Auszug =

++++++

# AndreaR - Teichneuling :)



## AndreaR (10. Jan. 2018)

Hallo,
danke für die Aufnahme in Eurem Forum.
Ich bin die Neue hier.
Wir haben ein altes Bauernhaus mit einer "umzunutzenden" Mistplatte (4x4m). Früher war da ein Hühnergehege drauf - aber seit der Marder und die Hühner leider zusammen kamen steht das leer - und wir wollen auch keine Hühner mehr.
Dann kam die Idee, ein Hochbeet mit einem kleinen Wasserlauf darauf zu bauen und daraus erwuchs die Idee, die ganze Platte unter Wasser zu setzen und einen flachen Teich anzulegen.
Durch die Betonfläche kommen wir (ohne mehr Aufwand als wir treiben möchten) nicht tief, daher wird es ein von Mauern umfasster Hochteich.
Noch sieht das so aus:
 
Den "Berg" sollen zwei Wasserläufe runter laufen, die vordere Mauer kommt (Hoffentlich am Samstag) demnächst. Technik steht schon im Haus.
Ich lese mich mal ein bei euch ... Bin über das Stichwort __ Moderlieschen hier gelandet 
Ich weiß, dass ein (von Fischen bewohnter) Teich eigentlich mindestens an einer Stelle frostfrei tiefer als 1 m (bearbeitet, hatte mich vertippt) sein soll.... Das schaffen wir nicht, aber nebenan liegt ein schwach beheizter Pflanzenüberwinterungsraum ....
Wäre es denkbar, "warme Luft" bei Bedarf zu sprudeln? Oder eine Teichheizung zu nutzen um dieses Manko zu überwinden?

++++++

Zu erledigen =
**1.** Den Abschnitt des Auszugs von „Ich bin die“ bis „flachen Teich anzulegen.“ wortgetreu ausgeben.
**2.** Den Forumsbeitrag über den geplanten Hochteich auf der Mistplatte im Anschluss an seinen letzten Satz fortsetzen.

Aufgeführte Einträge =
++++++

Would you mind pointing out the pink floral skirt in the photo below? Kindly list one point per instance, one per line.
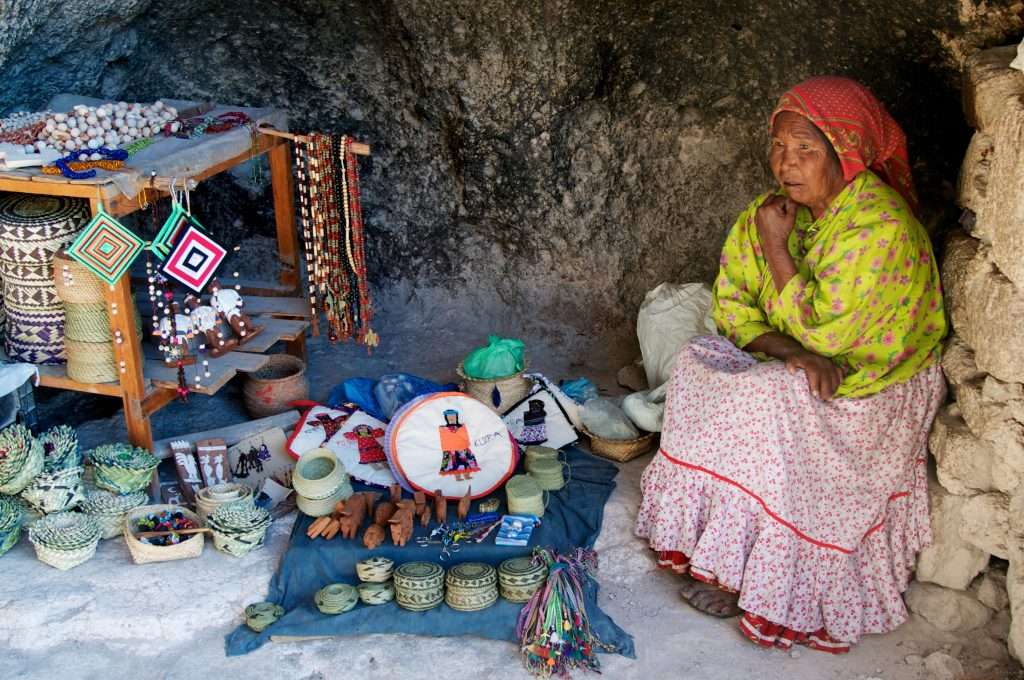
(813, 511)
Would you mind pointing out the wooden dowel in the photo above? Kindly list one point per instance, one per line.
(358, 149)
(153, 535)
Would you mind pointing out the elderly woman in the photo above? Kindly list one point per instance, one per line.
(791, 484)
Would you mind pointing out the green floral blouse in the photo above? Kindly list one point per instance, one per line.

++++++

Antworten je Eintrag =
**1.**
Ich bin die Neue hier.
Wir haben ein altes Bauernhaus mit einer "umzunutzenden" Mistplatte (4x4m). Früher war da ein Hühnergehege drauf - aber seit der Marder und die Hühner leider zusammen kamen steht das leer - und wir wollen auch keine Hühner mehr.
Dann kam die Idee, ein Hochbeet mit einem kleinen Wasserlauf darauf zu bauen und daraus erwuchs die Idee, die ganze Platte unter Wasser zu setzen und einen flachen Teich anzulegen.

**2.**
Herzliche Grüße
Andrea


----------



## troll20 (10. Jan. 2018)

Hallo Andrea
Herzlich willkommen bei den Teichverrückten 

Wäre es möglich deine Teichtechnik ( woraus soll die überhaupt bestehen?) in deinen


AndreaR schrieb:


> schwach beheizter Pflanzenüberwinterungsraum


zu platzieren?
Wie sieht es mit Dämmung der Mauern aus?


----------



## AndreaR (10. Jan. 2018)

Hallo René,
ich war nicht sicher, ob das hier in den Vorstellungsthread gehört ... jedes Forum ist da ja unterschiedlich.
Der Überwinterungsraum ist in dem Bild der Raum mit den rot lackierten Fenstern. Der hat derzeit rund 10 Grad und wird durch die Hausheizung die "um die Ecke" im gleichen Gebäude liegt und eine Gewächshausheizung beheizt.
Vorgesehen hatte ich, den Filter und die Pumpe in diesen Raum zu packen - wir haben Leerrohre "durch den Berg" in ein vorhandenes Loch in der Mauer schon liegen.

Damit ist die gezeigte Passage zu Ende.